## Task instructions
Please copy exactly the lines from the top of the data through the line containing "Localize person in", and nothing else.

## Material for this exercise
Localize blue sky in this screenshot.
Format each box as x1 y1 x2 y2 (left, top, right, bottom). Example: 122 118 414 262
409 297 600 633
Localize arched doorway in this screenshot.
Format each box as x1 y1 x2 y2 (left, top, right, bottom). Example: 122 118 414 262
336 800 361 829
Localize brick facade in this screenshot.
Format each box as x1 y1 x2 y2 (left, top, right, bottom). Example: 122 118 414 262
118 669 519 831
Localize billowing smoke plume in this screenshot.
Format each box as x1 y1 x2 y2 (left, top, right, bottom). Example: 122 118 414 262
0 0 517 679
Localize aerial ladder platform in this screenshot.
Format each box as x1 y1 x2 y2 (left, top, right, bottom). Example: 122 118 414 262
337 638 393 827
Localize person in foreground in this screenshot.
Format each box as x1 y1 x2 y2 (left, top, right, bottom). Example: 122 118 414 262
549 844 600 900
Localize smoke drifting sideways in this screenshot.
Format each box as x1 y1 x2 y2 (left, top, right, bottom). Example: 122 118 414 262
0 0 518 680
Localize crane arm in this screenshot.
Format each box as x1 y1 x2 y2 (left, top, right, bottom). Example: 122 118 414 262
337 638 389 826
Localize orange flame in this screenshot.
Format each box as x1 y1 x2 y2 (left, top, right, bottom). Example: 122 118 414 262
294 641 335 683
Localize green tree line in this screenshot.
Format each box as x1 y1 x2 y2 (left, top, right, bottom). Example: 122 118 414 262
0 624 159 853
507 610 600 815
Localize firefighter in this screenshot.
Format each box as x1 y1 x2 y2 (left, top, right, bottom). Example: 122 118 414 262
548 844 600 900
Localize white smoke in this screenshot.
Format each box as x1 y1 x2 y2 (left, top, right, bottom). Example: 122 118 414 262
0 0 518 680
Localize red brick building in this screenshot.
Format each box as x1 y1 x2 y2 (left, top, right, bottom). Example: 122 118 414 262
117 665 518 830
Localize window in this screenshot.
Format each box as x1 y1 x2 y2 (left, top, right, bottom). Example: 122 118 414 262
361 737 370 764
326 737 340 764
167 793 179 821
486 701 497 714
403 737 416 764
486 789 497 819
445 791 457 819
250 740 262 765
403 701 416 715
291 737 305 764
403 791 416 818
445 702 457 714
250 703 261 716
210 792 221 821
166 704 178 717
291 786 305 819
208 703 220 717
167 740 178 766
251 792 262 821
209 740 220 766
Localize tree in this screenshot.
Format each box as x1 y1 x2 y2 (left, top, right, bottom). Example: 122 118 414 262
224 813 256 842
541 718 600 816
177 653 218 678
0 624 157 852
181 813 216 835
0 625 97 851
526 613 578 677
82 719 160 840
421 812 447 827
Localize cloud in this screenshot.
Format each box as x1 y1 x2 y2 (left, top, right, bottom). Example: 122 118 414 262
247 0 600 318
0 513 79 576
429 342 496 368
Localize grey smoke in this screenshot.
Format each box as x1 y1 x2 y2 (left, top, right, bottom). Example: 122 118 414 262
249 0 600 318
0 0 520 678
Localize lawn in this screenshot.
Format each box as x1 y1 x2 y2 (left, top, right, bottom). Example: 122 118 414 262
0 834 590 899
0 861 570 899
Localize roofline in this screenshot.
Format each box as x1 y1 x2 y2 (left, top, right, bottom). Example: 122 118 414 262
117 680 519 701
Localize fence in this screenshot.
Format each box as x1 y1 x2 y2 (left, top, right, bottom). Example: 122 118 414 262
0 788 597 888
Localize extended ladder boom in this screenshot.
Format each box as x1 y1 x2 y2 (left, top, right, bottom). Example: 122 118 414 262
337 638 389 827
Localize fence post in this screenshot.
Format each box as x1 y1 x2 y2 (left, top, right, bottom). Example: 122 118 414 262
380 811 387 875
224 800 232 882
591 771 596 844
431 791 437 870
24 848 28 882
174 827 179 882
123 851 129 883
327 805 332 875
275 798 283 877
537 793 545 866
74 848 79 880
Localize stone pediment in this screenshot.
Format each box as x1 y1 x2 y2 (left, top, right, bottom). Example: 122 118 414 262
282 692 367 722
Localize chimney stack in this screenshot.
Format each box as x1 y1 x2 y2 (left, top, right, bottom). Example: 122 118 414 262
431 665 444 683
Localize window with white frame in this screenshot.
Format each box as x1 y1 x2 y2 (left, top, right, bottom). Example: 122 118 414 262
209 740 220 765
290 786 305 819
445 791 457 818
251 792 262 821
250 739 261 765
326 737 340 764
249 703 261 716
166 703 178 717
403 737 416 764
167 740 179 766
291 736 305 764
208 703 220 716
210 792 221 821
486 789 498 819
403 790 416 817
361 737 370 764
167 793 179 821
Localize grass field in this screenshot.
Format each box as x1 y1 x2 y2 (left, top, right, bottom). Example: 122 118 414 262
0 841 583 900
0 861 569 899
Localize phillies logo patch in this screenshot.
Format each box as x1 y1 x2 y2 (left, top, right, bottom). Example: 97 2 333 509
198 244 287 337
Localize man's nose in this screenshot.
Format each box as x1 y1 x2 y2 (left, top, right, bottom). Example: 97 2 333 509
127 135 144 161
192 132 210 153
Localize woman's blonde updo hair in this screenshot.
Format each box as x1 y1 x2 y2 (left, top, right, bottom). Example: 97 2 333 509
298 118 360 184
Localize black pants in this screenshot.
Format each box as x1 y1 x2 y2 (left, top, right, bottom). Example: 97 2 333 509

## Exercise solution
Localize blue sky in this screenshot.
Format each box as x1 y1 x2 y2 (left, top, right, bottom). Example: 122 118 414 262
409 297 600 633
Localize arched doorway in this screenshot.
Format each box as x1 y1 x2 y2 (left, top, right, bottom). Example: 122 118 414 262
336 800 361 829
Localize brick facade in this screenshot.
Format each box as x1 y1 x2 y2 (left, top, right, bottom). Example: 122 118 414 262
118 669 519 831
Localize billowing smoke plume in this screenshot.
Format each box as x1 y1 x2 y2 (left, top, right, bottom). Example: 122 118 414 262
0 0 517 679
Localize aerial ladder platform in this screenshot.
Format each box as x1 y1 x2 y2 (left, top, right, bottom). Example: 122 118 414 262
337 638 393 827
Localize person in foreground in this screenshot.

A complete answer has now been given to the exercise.